• **Excerto de origem**
▼

Esperança. É com os rios e afluentes desta palavra, que principio este novo ciclo de letras na génese deste novo (e ansiado...) ano de dois mil e vinte e três.
Esperança! Volto a repetir para que não encalhe este barco nas areias brancas do esquecimento. Este barco que chamo de esperança e o desejo que deposito nele para que nos leve seguros pelas águas dos dias! E aponto antes de marear:
Esperança em que volte a humanidade a este mundo, que não me parece meu, onde os dias parecem quebrar-se como aves à deriva num céu indiferente. Esperança em que termine esta guerra hedionda que nos cobre de sangue as mãos e o grito! Esperança em mais justiça e igualdade! Esperança em mais respeito do homem pelo homem! Esperança que cubra esta nudez global, esta carne, que nos envergonha, repleta de mentiras e desejos enterrados pela letargia. Onde tanto mentimos para esconder a coragem ou, tantas vezes, o desespero. Esperança!
O tempo que tecemos, desenfreadamente perdido pelas avenidas e pelas horas, como dilúvio de um rio que derrocou as margens e perdeu o Norte, ensina o quanto precisamos de novo de beber desta palavra. Esperança! Que ela seja alquimia! Medicina que cure o mundo! A primeira madrugada do novo dia! Esperança!

▲

• **Listagem fornecida**

▼

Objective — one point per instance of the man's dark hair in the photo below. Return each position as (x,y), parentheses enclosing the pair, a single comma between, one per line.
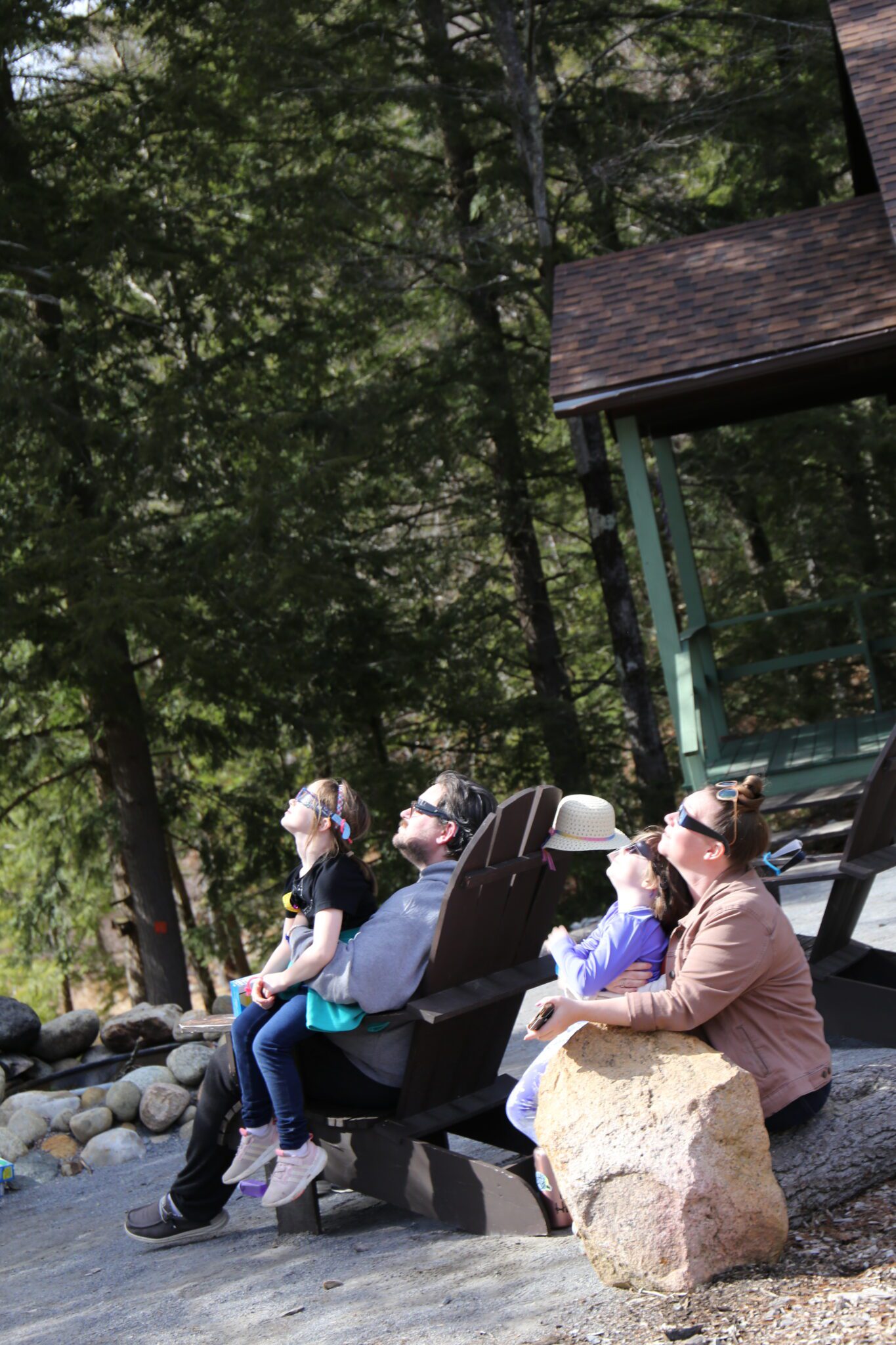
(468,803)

▲
▼

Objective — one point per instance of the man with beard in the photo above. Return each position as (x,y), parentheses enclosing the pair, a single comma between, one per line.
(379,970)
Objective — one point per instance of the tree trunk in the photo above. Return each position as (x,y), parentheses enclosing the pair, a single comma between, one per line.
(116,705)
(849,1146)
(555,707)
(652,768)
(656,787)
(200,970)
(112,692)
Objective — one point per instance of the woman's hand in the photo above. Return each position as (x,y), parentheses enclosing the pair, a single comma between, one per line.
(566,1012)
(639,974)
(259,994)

▲
▼

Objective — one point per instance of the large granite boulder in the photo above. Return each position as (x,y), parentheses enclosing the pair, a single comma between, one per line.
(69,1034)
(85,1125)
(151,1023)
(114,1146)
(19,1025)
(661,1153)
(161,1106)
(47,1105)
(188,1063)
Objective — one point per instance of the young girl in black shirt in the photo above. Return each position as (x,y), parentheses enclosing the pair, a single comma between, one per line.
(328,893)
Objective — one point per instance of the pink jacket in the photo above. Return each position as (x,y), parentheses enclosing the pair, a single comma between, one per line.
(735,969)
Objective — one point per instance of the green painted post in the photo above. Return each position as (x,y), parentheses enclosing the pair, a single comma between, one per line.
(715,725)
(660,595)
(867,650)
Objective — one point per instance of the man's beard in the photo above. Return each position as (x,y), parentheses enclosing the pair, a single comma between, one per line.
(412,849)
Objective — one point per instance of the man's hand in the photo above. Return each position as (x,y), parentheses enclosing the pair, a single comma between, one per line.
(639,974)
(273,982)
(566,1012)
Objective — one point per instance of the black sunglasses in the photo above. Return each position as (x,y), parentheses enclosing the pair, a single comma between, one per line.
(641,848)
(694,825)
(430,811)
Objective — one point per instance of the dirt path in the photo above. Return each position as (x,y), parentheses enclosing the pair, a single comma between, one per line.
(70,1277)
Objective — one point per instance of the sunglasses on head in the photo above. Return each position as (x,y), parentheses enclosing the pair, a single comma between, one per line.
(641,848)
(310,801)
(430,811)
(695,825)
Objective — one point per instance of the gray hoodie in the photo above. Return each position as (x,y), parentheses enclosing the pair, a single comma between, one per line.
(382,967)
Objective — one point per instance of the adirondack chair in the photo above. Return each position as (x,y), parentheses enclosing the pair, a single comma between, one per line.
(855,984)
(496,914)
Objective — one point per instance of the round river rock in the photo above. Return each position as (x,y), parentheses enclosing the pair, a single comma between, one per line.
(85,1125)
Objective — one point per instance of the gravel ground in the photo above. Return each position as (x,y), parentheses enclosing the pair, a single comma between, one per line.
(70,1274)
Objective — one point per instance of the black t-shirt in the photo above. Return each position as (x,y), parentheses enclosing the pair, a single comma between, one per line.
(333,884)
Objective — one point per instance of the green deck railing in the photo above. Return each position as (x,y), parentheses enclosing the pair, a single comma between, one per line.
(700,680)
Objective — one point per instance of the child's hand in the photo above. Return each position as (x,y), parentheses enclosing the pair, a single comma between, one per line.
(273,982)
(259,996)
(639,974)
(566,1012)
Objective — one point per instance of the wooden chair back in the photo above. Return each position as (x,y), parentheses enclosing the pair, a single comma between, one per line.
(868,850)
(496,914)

▲

• **Lista de tarefas**
a - No texto sobre a esperança, em que ano se inicia o novo ciclo de letras?
b - Traduza para inglês, por favor, esta frase do texto sobre a esperança: «Volto a repetir para que não encalhe este barco nas areias brancas do esquecimento.»
c - Prossiga o texto sobre a esperança a partir da sua última frase.

• **Respostas por tarefa**
a - Em dois mil e vinte e três.

b - I repeat it once more so that this boat does not run aground on the white sands of oblivion.

c -
Chove perdidamente lá fora. Reparo que escrevo pela primeira vez: ano de dois mil e vinte e três. Escrevia mil novecentos e setenta e sete quando minha mãe me ensinou a “gatafunhar” as primeiras letras nessa longínqua Primavera de meus dias. Quando cerro, com ternura, as pálpebras, a minha vida parece-me que começa por ali.
Esperança era uma palavra que não sabia . Nesses lugares sei que não me fazia falta. Por ali o meu mundo era do tamanho da palma da mão de minha mãe - que abraçava com candura a minha - e os dias eram perfeitos.Vidago crescia sob a colina que meus olhos avistam no topo de uma árvore que adornava o jardim e tudo mais é o infinito azul dum céu de Junho polvilhado de fascínio e nuvens de faz-de-conta.
Essa noção regressa comigo ao branco desta página que perfumo de Esperança!
Esperança é a palavra que a vida nos ensina quando permanecemos com olhos de menino nas sístoles do coração! A pureza que ensina o mundo!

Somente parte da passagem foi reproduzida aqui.